* Texto extraído
====
Não podemos esquecer que estamos vivendo um momento singular, pós pandemia Covid-19, onde os estudos revelaram que as mulheres foram as mais afetadas, através da sobrecarga e violência doméstica, cuidados não remunerados, perda dos recursos financeiros e outros.

O mito da mulher moderna que dá conta de tudo, é mais uma ferramenta de dominação. Isso está adoecendo as mulheres pelo excesso de tarefas e responsabilidades. 

As terapias Integrativas colocam as mulheres em contato com ferramentas que proporcionam a elas auto regulação física, mental e emocional de forma integrada.

Com isso, as mulheres conseguem rever o que é essencial, desenvolvem o autoconhecimento, e resgatam o sentimento de merecimento em receber. 

Receber cuidado, atenção, afeto, escuta e acolhida.

Você percebe alguma diferença na estrutura emocional entre mulheres que procuram as terapias e os homens?

Manú: Sim, as mulheres buscam as terapias Integrativas majoritariamente por estresse e sobrecarga, sobretudo, emocional. É uma forma de dizer pra si mesma “eu preciso dessa pausa.” As mulheres conseguem falar sobre tudo o que estão sentindo já na primeira sessão, o que ajuda muito no processo terapêutico. Se reconhecem de forma integrada (corpo, mente e emoções), com mais facilidade.

Os homens, de modo geral, não costumam olhar para as suas emoções. Quando procuram as terapias têm dificuldade em expor as camadas emocionais. Geralmente reclamam de questões físicas (insônia, dores e etc…). Mas, fica muito claro que o sintoma físico tem raízes emocionais que muitas vezes os homens não querem lidar.
====
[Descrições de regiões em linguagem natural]
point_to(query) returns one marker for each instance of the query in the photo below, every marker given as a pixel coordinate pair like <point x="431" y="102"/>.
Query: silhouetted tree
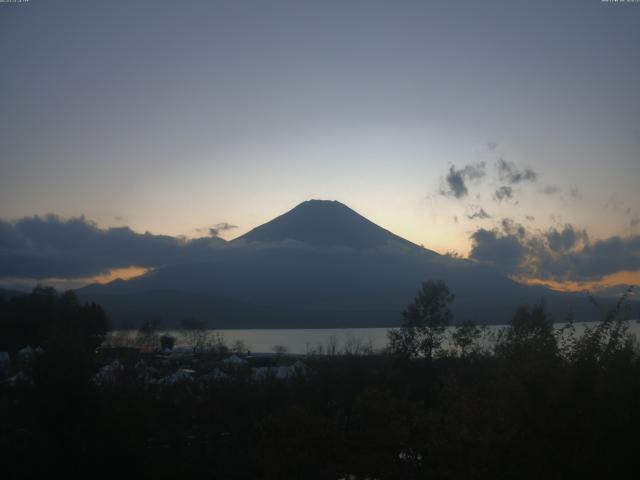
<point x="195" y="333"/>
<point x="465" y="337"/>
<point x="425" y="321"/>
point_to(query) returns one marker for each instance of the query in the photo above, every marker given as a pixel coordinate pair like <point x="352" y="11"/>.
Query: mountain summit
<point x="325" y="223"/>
====
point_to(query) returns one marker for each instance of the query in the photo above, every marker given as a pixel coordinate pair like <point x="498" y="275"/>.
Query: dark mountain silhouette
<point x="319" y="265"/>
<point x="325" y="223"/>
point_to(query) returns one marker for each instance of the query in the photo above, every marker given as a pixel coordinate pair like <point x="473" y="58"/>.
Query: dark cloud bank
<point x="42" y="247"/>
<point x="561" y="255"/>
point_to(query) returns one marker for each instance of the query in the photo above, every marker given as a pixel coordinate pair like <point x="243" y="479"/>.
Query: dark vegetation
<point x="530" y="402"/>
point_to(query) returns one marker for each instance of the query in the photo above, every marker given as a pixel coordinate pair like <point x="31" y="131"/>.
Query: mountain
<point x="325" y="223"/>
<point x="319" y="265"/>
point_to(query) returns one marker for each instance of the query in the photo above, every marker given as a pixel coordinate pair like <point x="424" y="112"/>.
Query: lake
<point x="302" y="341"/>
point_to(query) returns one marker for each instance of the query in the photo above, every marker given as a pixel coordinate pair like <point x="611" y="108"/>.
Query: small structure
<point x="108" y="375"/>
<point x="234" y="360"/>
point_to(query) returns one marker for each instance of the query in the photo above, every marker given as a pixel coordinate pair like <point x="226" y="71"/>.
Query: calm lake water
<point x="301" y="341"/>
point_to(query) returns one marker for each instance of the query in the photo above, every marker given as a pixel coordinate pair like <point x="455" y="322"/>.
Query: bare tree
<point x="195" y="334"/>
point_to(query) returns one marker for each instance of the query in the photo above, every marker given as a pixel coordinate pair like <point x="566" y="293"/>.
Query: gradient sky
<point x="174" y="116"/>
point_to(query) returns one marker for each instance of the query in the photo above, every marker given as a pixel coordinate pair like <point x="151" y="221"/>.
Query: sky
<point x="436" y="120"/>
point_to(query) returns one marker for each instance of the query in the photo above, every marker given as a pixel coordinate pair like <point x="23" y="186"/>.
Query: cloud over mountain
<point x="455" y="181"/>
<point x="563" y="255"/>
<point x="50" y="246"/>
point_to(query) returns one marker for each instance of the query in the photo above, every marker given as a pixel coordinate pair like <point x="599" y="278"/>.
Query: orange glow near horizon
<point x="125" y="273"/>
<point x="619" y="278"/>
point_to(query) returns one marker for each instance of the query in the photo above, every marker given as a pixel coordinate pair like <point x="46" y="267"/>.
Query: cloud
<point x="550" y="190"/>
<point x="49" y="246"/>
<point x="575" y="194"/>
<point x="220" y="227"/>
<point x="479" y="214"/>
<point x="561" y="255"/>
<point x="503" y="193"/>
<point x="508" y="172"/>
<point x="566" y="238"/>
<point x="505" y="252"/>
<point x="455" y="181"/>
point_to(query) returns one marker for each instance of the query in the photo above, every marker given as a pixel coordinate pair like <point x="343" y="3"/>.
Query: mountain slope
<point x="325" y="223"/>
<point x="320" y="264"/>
====
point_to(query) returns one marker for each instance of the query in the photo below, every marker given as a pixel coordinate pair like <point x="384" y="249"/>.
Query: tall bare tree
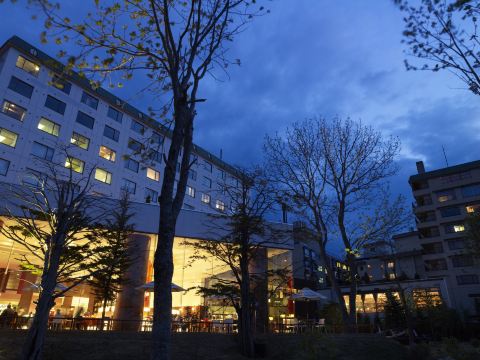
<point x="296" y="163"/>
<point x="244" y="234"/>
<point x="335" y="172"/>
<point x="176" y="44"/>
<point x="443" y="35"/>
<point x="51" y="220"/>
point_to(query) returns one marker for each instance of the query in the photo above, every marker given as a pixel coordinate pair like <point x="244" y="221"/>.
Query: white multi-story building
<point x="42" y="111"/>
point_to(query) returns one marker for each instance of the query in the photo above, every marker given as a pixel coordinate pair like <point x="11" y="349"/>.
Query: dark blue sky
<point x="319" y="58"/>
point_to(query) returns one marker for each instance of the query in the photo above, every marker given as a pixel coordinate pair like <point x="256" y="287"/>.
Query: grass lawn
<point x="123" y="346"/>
====
* Tarefa proposta
Você pode copiar na íntegra o texto sobre as terapias integrativas e as mulheres, sem alterar nada?

* Resposta da tarefa
Não podemos esquecer que estamos vivendo um momento singular, pós pandemia Covid-19, onde os estudos revelaram que as mulheres foram as mais afetadas, através da sobrecarga e violência doméstica, cuidados não remunerados, perda dos recursos financeiros e outros.

O mito da mulher moderna que dá conta de tudo, é mais uma ferramenta de dominação. Isso está adoecendo as mulheres pelo excesso de tarefas e responsabilidades. 

As terapias Integrativas colocam as mulheres em contato com ferramentas que proporcionam a elas auto regulação física, mental e emocional de forma integrada.

Com isso, as mulheres conseguem rever o que é essencial, desenvolvem o autoconhecimento, e resgatam o sentimento de merecimento em receber. 

Receber cuidado, atenção, afeto, escuta e acolhida.

Você percebe alguma diferença na estrutura emocional entre mulheres que procuram as terapias e os homens?

Manú: Sim, as mulheres buscam as terapias Integrativas majoritariamente por estresse e sobrecarga, sobretudo, emocional. É uma forma de dizer pra si mesma “eu preciso dessa pausa.” As mulheres conseguem falar sobre tudo o que estão sentindo já na primeira sessão, o que ajuda muito no processo terapêutico. Se reconhecem de forma integrada (corpo, mente e emoções), com mais facilidade.

Os homens, de modo geral, não costumam olhar para as suas emoções. Quando procuram as terapias têm dificuldade em expor as camadas emocionais. Geralmente reclamam de questões físicas (insônia, dores e etc…). Mas, fica muito claro que o sintoma físico tem raízes emocionais que muitas vezes os homens não querem lidar.